**Task to complete:** Render the records as a numbered list with blank lines omitted. Begin at the line that contains "TARGET = sky" and continue through the final line of the records, including both.

**Entries provided:**
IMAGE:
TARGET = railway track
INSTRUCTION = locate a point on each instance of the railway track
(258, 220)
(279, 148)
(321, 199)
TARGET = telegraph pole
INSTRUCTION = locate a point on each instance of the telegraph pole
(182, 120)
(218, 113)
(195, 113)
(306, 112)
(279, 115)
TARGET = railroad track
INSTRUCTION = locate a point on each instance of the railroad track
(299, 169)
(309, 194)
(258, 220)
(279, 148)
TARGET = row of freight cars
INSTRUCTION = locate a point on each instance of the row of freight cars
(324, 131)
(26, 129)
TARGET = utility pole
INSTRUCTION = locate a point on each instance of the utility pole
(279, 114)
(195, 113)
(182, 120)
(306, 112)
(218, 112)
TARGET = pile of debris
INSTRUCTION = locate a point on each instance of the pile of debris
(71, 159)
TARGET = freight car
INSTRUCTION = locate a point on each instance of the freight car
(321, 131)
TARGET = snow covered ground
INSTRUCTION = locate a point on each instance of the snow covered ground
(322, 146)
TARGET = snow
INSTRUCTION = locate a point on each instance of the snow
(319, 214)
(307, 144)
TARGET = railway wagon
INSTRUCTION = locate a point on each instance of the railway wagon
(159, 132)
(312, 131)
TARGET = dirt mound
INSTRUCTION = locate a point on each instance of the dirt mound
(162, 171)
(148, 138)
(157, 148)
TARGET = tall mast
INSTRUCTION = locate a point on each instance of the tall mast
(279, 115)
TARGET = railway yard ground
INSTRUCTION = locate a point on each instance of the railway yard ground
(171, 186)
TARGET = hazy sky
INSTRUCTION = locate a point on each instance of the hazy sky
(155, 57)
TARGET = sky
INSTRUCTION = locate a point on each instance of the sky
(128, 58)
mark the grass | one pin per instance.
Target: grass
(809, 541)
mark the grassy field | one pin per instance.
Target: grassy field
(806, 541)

**Task answer:**
1. TARGET = sky
2. INSTRUCTION = locate a point on each instance of the sky
3. (128, 58)
4. mark the grass | one pin per instance.
5. Target: grass
6. (809, 541)
7. mark the grassy field | one pin per instance.
8. Target: grassy field
9. (806, 541)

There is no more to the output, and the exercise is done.